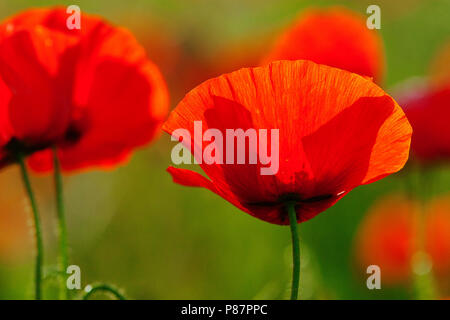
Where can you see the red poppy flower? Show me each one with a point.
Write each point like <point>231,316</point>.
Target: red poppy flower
<point>91,92</point>
<point>337,130</point>
<point>335,37</point>
<point>387,238</point>
<point>428,112</point>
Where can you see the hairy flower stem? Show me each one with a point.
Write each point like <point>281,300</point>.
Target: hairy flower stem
<point>37,226</point>
<point>62,229</point>
<point>104,287</point>
<point>295,250</point>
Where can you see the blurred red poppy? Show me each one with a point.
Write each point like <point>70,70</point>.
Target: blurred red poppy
<point>438,235</point>
<point>389,237</point>
<point>335,37</point>
<point>91,92</point>
<point>337,130</point>
<point>428,111</point>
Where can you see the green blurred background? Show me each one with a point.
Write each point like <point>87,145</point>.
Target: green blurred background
<point>136,229</point>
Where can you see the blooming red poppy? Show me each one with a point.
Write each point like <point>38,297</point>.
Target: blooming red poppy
<point>91,92</point>
<point>337,130</point>
<point>335,37</point>
<point>428,112</point>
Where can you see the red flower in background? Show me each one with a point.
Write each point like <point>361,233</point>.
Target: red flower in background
<point>427,106</point>
<point>335,37</point>
<point>389,237</point>
<point>386,238</point>
<point>337,130</point>
<point>91,92</point>
<point>429,114</point>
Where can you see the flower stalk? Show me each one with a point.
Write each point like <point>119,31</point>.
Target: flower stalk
<point>62,229</point>
<point>37,226</point>
<point>295,250</point>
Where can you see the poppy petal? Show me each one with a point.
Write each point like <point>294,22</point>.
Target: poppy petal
<point>335,132</point>
<point>335,37</point>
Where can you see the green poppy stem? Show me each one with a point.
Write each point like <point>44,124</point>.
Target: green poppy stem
<point>62,229</point>
<point>104,287</point>
<point>37,226</point>
<point>295,250</point>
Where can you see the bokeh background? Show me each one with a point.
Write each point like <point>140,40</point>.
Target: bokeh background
<point>136,229</point>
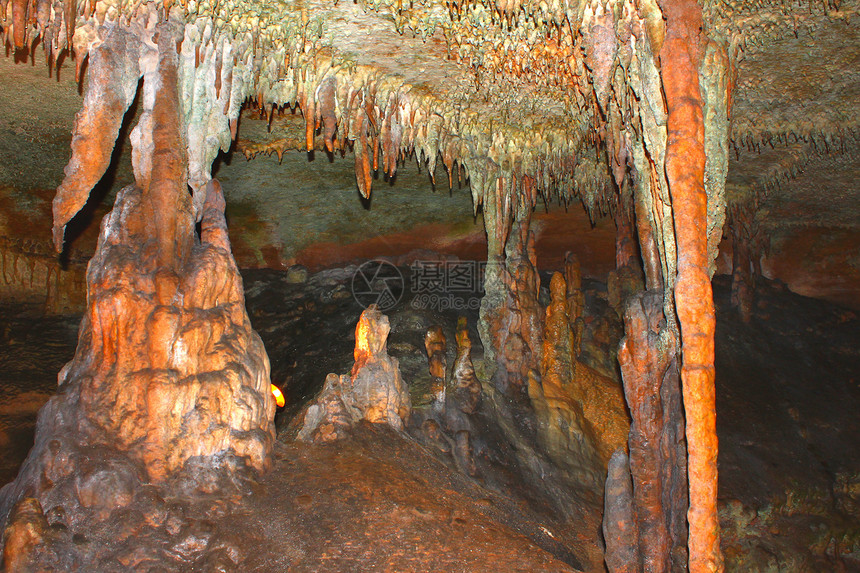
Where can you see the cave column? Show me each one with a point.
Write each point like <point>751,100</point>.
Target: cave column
<point>685,172</point>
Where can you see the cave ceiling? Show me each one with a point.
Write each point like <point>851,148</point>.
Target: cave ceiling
<point>506,87</point>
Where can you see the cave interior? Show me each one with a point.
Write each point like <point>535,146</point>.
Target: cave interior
<point>484,285</point>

◇ ◇ ◇

● **Task**
Arrange the records starting at the line containing "Where can you see the cave ceiling?" and ending at the end of the records as a two-column CSV with columns request and answer, one row per record, each field quoted and its line breaks replaced with spaces.

● **Answer for this exercise**
request,answer
"Where can you see the cave ceiling? Show me each one with a point. Write each point like <point>851,148</point>. Target: cave ceiling","<point>506,87</point>"
"Where can you see the cave interior? Show me each one with a point. Write each point like <point>535,146</point>. Target: cave interior","<point>484,285</point>"